_Task to carry out_
Reproduce verbatim every line of the records below, from the one containing "point: tan cardigan" down through the last line. Omit the pictures from your copy.

-- START OF Information shown --

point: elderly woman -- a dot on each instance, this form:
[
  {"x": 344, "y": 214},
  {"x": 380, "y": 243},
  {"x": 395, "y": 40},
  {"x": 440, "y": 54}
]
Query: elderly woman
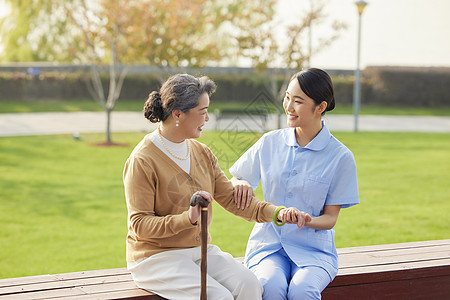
[{"x": 162, "y": 173}]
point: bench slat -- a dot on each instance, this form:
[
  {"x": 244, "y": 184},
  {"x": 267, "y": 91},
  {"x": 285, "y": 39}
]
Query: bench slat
[
  {"x": 435, "y": 288},
  {"x": 400, "y": 271}
]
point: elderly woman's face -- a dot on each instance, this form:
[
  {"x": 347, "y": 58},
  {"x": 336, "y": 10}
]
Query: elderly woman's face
[{"x": 193, "y": 120}]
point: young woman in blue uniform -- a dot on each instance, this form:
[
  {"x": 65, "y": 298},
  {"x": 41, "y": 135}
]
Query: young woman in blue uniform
[{"x": 307, "y": 168}]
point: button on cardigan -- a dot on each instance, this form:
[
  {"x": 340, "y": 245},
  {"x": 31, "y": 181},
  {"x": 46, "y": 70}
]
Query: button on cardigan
[{"x": 158, "y": 196}]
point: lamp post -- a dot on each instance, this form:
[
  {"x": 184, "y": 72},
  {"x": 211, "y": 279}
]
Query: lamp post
[{"x": 361, "y": 4}]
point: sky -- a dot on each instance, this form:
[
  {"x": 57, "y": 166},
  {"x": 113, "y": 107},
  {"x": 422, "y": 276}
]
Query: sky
[{"x": 393, "y": 32}]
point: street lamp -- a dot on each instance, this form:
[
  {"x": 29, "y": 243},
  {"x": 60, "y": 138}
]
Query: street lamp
[{"x": 361, "y": 4}]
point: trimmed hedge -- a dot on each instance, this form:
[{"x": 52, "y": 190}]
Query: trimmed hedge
[{"x": 387, "y": 86}]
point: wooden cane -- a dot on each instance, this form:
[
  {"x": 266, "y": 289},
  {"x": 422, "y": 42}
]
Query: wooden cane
[
  {"x": 197, "y": 199},
  {"x": 203, "y": 268}
]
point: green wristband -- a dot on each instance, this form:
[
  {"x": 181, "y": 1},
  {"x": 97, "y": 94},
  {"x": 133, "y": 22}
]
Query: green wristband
[{"x": 275, "y": 214}]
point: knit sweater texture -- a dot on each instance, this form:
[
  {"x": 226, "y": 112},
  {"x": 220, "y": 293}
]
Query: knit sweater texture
[{"x": 158, "y": 196}]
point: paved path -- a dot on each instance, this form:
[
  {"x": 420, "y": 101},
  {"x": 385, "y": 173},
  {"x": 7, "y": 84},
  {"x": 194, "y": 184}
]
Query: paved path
[{"x": 85, "y": 122}]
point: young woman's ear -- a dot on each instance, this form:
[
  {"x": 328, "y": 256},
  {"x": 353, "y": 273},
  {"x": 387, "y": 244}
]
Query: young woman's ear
[
  {"x": 322, "y": 107},
  {"x": 176, "y": 113}
]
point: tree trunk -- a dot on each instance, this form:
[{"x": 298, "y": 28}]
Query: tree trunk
[{"x": 108, "y": 125}]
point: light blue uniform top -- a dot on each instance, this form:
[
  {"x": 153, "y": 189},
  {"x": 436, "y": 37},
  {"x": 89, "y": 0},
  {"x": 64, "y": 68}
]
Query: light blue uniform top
[{"x": 308, "y": 178}]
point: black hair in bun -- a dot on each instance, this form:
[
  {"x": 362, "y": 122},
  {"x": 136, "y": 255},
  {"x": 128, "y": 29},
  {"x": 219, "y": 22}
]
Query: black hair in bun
[{"x": 317, "y": 85}]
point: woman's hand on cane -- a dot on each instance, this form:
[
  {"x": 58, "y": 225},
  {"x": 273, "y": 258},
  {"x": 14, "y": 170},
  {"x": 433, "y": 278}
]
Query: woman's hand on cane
[
  {"x": 243, "y": 193},
  {"x": 194, "y": 211}
]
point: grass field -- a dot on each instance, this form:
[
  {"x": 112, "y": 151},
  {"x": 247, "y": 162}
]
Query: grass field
[
  {"x": 62, "y": 206},
  {"x": 136, "y": 105}
]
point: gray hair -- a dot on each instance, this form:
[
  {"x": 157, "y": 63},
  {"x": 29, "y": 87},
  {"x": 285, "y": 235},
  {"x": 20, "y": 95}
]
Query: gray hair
[{"x": 179, "y": 92}]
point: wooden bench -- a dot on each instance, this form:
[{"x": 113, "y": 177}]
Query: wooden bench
[
  {"x": 234, "y": 113},
  {"x": 418, "y": 270}
]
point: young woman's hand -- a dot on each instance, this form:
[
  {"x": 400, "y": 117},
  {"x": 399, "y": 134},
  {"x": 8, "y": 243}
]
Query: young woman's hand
[
  {"x": 243, "y": 193},
  {"x": 293, "y": 215},
  {"x": 194, "y": 211}
]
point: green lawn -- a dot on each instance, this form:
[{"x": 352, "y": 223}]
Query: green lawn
[
  {"x": 62, "y": 206},
  {"x": 137, "y": 105}
]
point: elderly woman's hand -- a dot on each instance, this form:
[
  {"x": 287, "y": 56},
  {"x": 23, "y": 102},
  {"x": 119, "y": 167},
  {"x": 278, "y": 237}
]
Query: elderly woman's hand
[
  {"x": 195, "y": 211},
  {"x": 243, "y": 193},
  {"x": 293, "y": 215}
]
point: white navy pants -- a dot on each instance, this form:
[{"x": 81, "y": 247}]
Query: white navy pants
[
  {"x": 176, "y": 275},
  {"x": 282, "y": 279}
]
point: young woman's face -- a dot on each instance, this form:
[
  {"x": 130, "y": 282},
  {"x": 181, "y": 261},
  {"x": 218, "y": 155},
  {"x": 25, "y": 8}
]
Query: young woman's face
[
  {"x": 301, "y": 111},
  {"x": 192, "y": 121}
]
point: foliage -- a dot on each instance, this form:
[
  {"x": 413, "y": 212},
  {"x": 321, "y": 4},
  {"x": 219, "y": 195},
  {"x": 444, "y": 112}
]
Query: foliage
[
  {"x": 62, "y": 204},
  {"x": 123, "y": 32}
]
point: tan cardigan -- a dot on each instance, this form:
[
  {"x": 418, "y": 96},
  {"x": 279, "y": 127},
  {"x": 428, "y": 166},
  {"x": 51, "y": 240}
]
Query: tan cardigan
[{"x": 158, "y": 193}]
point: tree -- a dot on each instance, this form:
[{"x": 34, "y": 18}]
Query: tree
[
  {"x": 123, "y": 32},
  {"x": 291, "y": 51}
]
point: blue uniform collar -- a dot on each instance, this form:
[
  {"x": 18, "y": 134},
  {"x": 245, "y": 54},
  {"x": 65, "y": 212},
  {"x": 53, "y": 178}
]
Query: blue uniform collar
[{"x": 318, "y": 143}]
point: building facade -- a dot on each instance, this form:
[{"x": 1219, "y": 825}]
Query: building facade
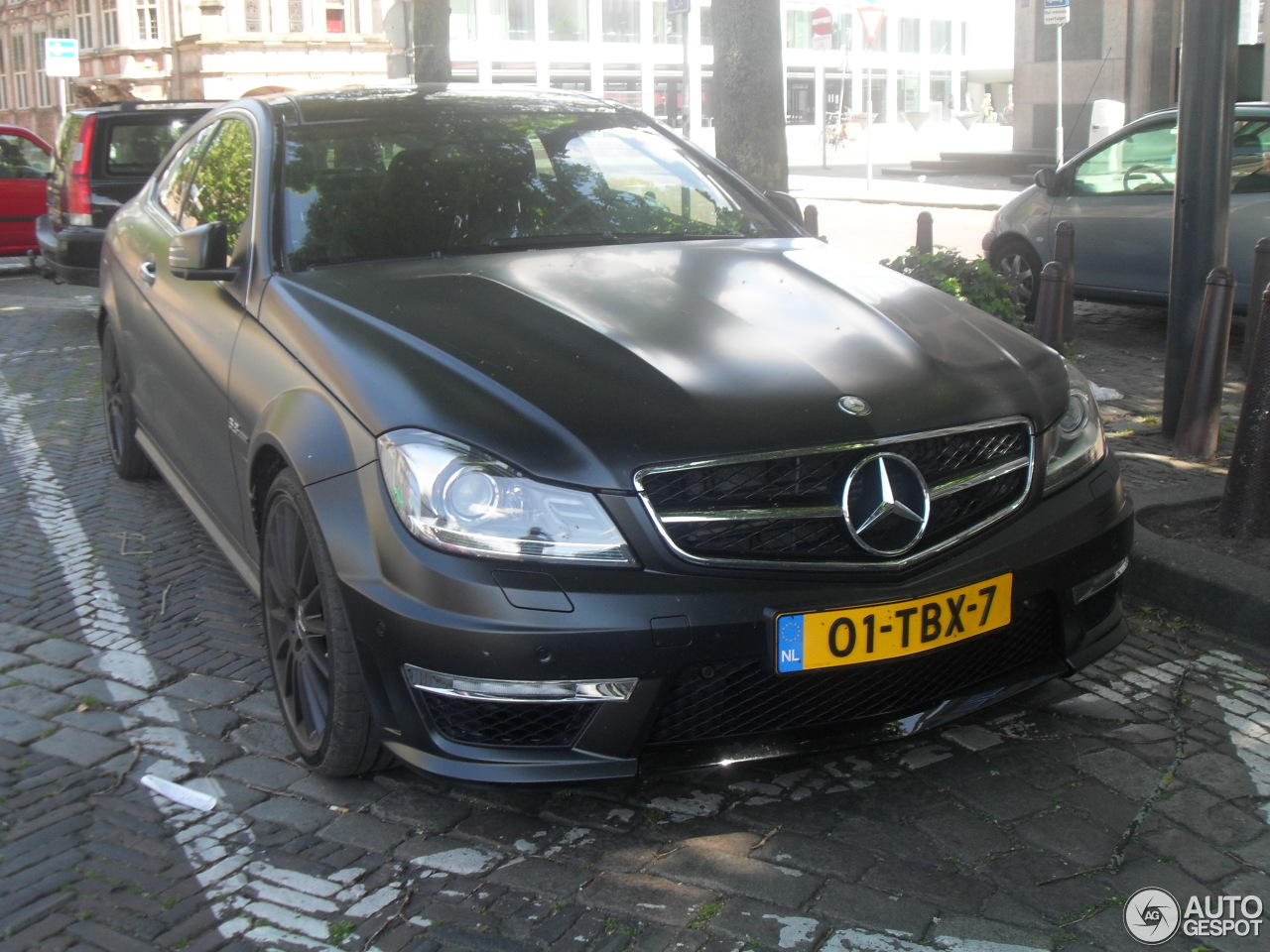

-- END OF Information shown --

_Task solution_
point: tan cardigan -- a dot on each instance, this form:
[
  {"x": 418, "y": 96},
  {"x": 279, "y": 127},
  {"x": 428, "y": 166},
  {"x": 51, "y": 240}
]
Query: tan cardigan
[{"x": 158, "y": 193}]
point: tree -- a dot on each instance, this form:
[{"x": 34, "y": 18}]
Query: tree
[
  {"x": 123, "y": 32},
  {"x": 291, "y": 51}
]
point: blue uniform collar -- a dot on each instance, this form:
[
  {"x": 18, "y": 134},
  {"x": 245, "y": 54},
  {"x": 65, "y": 212},
  {"x": 53, "y": 178}
]
Query: blue uniform collar
[{"x": 318, "y": 143}]
point: building facade -- a dot on each instance, this form:
[{"x": 1219, "y": 825}]
Query: building facade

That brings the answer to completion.